PROMPT. Please restate the following records word for word.

----- DATA SHOWN

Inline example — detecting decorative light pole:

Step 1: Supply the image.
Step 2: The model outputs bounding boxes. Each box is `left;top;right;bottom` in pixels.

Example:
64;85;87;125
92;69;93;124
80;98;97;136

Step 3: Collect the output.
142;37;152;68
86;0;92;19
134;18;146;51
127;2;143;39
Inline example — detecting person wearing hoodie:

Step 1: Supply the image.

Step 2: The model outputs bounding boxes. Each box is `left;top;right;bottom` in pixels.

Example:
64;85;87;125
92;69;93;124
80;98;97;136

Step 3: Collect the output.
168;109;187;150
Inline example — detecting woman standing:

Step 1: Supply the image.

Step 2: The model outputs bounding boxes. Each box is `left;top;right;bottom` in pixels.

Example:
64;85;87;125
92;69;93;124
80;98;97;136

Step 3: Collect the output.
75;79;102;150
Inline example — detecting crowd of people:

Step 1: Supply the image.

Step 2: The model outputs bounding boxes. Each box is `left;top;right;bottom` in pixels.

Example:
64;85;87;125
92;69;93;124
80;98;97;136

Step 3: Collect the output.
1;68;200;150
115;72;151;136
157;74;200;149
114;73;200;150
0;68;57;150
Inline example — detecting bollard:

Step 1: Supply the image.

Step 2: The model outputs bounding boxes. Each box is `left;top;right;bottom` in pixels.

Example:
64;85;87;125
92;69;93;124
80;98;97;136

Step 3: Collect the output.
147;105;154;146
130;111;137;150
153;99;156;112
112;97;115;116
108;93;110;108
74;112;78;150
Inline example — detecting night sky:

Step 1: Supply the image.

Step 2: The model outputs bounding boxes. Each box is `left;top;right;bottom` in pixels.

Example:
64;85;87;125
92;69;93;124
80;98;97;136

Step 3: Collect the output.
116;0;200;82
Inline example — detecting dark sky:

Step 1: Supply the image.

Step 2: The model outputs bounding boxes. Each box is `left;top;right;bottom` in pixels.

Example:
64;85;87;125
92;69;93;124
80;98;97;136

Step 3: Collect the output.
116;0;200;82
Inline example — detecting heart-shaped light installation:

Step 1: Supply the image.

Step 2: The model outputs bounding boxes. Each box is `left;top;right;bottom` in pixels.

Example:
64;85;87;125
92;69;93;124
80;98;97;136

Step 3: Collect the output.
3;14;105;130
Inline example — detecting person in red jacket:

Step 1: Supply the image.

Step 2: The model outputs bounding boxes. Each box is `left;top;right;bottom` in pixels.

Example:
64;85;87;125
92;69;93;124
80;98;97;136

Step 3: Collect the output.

----------

SOLUTION.
Inline example — detecting decorative light pole:

Step 1: Supply the image.
Step 2: The model outputs bounding boxes. Each box is `left;top;right;bottom` in pixels.

Example:
64;85;87;125
92;69;93;124
80;98;97;136

Step 3: Collect the output.
142;37;152;68
86;0;92;19
134;18;146;51
127;2;143;39
Inline example — detecting person wearing hoodie:

Step 1: Supply the image.

Step 2: The model outputs bounding boxes. Each box is `left;top;right;bottom` in pixels.

Example:
64;85;87;125
92;69;93;124
80;98;97;136

Step 3: Collect the output.
168;109;187;150
Inline example — detecting woman standing:

Step 1: Supply the image.

Step 2: The model outputs bounding boxes. Each box is `left;top;right;bottom` in pixels.

Example:
64;85;87;125
92;69;93;124
80;98;97;136

Step 3: Collect the output.
75;79;102;150
Inline example — detecting crowd of people:

Step 1: Supply the image.

Step 2: The model outputs bounding boxes. Each box is `left;top;right;bottom` in pixels.

Example:
64;85;87;125
92;69;93;124
80;98;97;136

Step 3: Collect the output.
1;68;200;150
115;72;151;136
157;74;200;149
114;73;200;150
0;68;57;150
Inline example — detecting bollard:

Step 1: Supply the image.

Step 2: The model outputs bounding boxes. Each box is `left;top;right;bottom` in pixels.

Example:
64;85;87;125
92;69;93;124
80;98;97;136

Step 3: Collect the output.
147;105;154;146
130;111;137;150
153;99;156;112
112;97;115;116
108;93;110;108
74;112;78;150
Inline example — detecting night sky:

Step 1: Supply the image.

Step 2: The model outputs bounding boxes. Each box is `left;top;right;bottom` in pixels.

Example:
64;85;87;125
92;69;93;124
80;98;97;136

Step 3: Collect the output.
116;0;200;82
Inline example — detecting dark sky:

Step 1: Supply the image.

Step 2: The model outputs bounding boxes. Each box is `left;top;right;bottom` in pixels.

Example:
64;85;87;125
92;69;93;124
80;98;97;136

Step 3: Collect the output.
116;0;200;82
Inline example — detecting heart-shaped light installation:

Step 1: Supply the image.

Step 2: The model outputs bounding boxes. Each box is `left;top;right;bottom` in pixels.

Example:
64;85;87;125
92;69;93;124
80;98;97;136

Step 3: Collect the output.
3;14;105;130
Inline example — detecting person in red jacket:

Step 1: Supply the image.

Step 2: The model outputs bounding boxes. Each box is `left;top;right;bottom` in pixels.

Example:
64;85;87;125
92;69;93;124
80;98;97;136

Step 3: Collect the output.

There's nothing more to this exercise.